Stated goal 1: According to the piece on the Senate filibuster, what was the vote on the version of the Feinstein amendment that failed in December?
Stated goal 2: Write the next part of the piece on the Senate filibuster, starting after its final paragraph.

Given how rare “talking” filibusters are in the modern Senate, here are some quick thoughts on why Democrats took to the floor to filibuster an otherwise routine spending bill.
Murphy took to the floor Wednesday morning after the chamber had just unanimously voted to take up the CJS bill. After Senate Majority Leader Mitch McConnell (R-Ky.) and Sen. Richard Shelby (R-Ala.), the chair of the Senate Appropriations Committee, submitted two amendments to the bill, Murphy was recognized to speak and launched into his filibuster.
Murphy was joined intermittently by more than three dozen fellow Democratic senators. So long as Murphy only yielded to colleagues for questions, no other senator could be recognized — thereby sustaining the filibuster and stalling Senate leaders eager to make progress on spending bills before breaking for the party conventions.
Was it really a filibuster? And what did Murphy want?
Some doubt that Murphy’s extended speech-making counted as a filibuster, arguing that a filibuster has to be aimed at blocking a bill. But senators have filibustered in the past to take bills hostage — not because they opposed the bill but because they sought action on another measure.
In this case, Murphy sought to force Republicans to allow votes on two amendments to the CJS bill: one amendment by Sen. Diane Feinstein (D-Calif.) would prevent people currently (or in the recent past) on the government’s terror watch list from purchasing guns. The other by Murphy would expand background checks for gun purchases to gun shows and online sales. A version of the Feinstein amendment failed 45-54 on a near party-line, procedural vote in December. An alternative amendment offered by Sen. John Cornyn (R-Texas) also died on a procedural vote that day, 55-44.
Why did Democrats filibuster to secure a vote?
Welcome to the Senate’s Byzantine rules and procedures. Unlike the House, the Senate lacks a simple majority rule that allows a senator to offer an amendment and gain an up or down vote on its adoption. Nor does the Senate have a rules committee like the House that the majority party can exploit to shape which amendments will come up for a vote.
Instead, to get a vote on an amendment, senators have two choices. Senators can secure the unanimous consent of their colleagues to make a vote in order, thereafter usually requiring just a simple majority vote for its adoption. Alternatively, a senator can secure the votes of sixty senators to cut off debate to (slowly) get to a vote. (Because we’re in Byzantine territory, there’s a third option as well: senators could unanimously agree to make an amendment in order but then require sixty votes for its adoption.)

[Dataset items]
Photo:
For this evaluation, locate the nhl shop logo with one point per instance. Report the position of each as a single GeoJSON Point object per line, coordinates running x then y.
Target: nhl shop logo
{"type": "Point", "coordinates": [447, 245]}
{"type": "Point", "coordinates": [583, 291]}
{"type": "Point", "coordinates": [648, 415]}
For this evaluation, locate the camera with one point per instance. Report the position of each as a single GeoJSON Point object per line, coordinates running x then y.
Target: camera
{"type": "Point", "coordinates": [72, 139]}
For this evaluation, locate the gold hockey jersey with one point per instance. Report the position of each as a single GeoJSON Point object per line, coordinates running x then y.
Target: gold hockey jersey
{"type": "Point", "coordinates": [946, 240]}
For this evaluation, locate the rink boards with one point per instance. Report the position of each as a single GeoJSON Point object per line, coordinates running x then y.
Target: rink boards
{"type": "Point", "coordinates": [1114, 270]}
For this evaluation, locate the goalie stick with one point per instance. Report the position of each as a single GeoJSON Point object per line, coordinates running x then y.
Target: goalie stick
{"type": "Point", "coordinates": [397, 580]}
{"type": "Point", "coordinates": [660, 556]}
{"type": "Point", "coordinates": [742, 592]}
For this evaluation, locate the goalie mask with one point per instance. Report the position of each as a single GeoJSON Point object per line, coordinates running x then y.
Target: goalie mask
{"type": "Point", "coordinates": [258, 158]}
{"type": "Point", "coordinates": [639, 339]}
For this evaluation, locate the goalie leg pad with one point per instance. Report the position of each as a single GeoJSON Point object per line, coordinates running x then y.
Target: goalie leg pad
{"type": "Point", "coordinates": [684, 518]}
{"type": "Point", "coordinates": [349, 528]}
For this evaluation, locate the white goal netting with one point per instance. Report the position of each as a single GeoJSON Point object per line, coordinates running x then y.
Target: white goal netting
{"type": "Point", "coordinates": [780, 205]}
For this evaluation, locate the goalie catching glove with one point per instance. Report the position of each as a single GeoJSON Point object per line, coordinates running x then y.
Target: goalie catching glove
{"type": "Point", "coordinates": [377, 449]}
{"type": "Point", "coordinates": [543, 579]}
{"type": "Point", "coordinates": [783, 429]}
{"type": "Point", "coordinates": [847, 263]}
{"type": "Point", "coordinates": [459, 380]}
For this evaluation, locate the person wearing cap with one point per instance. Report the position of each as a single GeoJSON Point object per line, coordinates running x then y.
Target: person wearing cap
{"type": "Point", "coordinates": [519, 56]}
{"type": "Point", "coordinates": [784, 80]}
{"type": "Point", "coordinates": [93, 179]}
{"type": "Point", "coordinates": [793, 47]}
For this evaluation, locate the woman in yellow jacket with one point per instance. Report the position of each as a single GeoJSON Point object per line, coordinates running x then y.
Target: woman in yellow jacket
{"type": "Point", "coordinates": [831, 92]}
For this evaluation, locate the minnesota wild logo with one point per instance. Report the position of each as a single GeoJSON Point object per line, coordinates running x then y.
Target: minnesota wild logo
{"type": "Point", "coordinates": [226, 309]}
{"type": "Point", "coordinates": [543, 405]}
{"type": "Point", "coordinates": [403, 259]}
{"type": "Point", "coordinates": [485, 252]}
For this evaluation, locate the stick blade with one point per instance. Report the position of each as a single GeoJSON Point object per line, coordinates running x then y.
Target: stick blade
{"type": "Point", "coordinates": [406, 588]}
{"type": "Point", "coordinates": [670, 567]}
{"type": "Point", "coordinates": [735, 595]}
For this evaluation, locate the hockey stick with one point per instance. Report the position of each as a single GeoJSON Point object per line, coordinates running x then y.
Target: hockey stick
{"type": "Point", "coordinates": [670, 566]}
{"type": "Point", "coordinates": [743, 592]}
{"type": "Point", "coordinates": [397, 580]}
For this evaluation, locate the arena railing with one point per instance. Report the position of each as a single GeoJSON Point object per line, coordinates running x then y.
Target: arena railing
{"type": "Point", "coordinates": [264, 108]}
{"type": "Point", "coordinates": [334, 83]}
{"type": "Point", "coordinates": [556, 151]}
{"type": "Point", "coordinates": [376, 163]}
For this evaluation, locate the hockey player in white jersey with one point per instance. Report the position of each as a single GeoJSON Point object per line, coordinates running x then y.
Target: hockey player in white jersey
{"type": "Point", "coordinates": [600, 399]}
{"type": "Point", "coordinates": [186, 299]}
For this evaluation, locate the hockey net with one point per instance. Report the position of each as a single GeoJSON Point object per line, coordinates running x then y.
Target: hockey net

Exercise answer 1: 45-54

Exercise answer 2:
As Murphy vowed upon taking the floor on Wednesday: “I don’t think that we should proceed with debate on amendments to this bill until we have figured out a way to come together on at least two simple ideas that enjoy the support of 80 percent to 90 percent of Americans.”
Translated, Murphy sought an agreement to put the two amendments to a vote, preferably requiring just a simple majority for adoption. Because both parties would have to agree to such votes, Republicans could insist on concessions — either to the language of the proposal or to how the vote would take place. One could imagine Republicans insisting on “side-by-side” amendments such that both Feinstein and Cornyn’s amendments would be voted on, but each would require 60 votes to be adopted. (Such a supermajority threshold might put adoption of the amendments out of reach — affording Democrats only a chance to go on record.)
But why filibuster to secure a vote? E.E. Schattschneider said it best over a half-century ago: “The most important strategy of politics is concerned with the scope of conflict.” Simply put, Democrats exploited Senate rules to expand the “scope of conflict”. In the wake of a crisis, Democrats wanted to draw a more attentive public into their fight. Democrats wagered that the visibility of a filibuster might generate some leverage in a long-running battle to impose new restrictions on gun purchases.
Of course Democrats gain politically — even if the Senate (let alone the House) does not eventually adopt the gun control amendments. Granted, conservative GOP might welcome the chance to show their loyalty to gun rights advocates by voting down the amendments. But moderate Republicans — particularly those facing voters in blue states this fall — could face conflicting pressures when a vote is called. All but one Republican voted against similar proposals last winter. Are the Orlando deaths sufficient to force moderates to side with gun control advocates?
McConnell might have wanted to avoid a potential wedge within his party over the issue, which would help account for why Democrats decided to go public with their effort to secure commitments from the GOP for floor votes. Admittedly, GOP leaders’ silence over the course of the filibuster make it hard to know how much of a concession GOP leaders might be making in allowing floor votes. Still, issues that potentially divide a party are typically bad news for a party brand name in the run up to an election. (Floor votes, however, are surely the least of GOP worries as it moves to nominate a new standard bearer in Cleveland in July.)
So what happened to the GOP promise for “regular order”?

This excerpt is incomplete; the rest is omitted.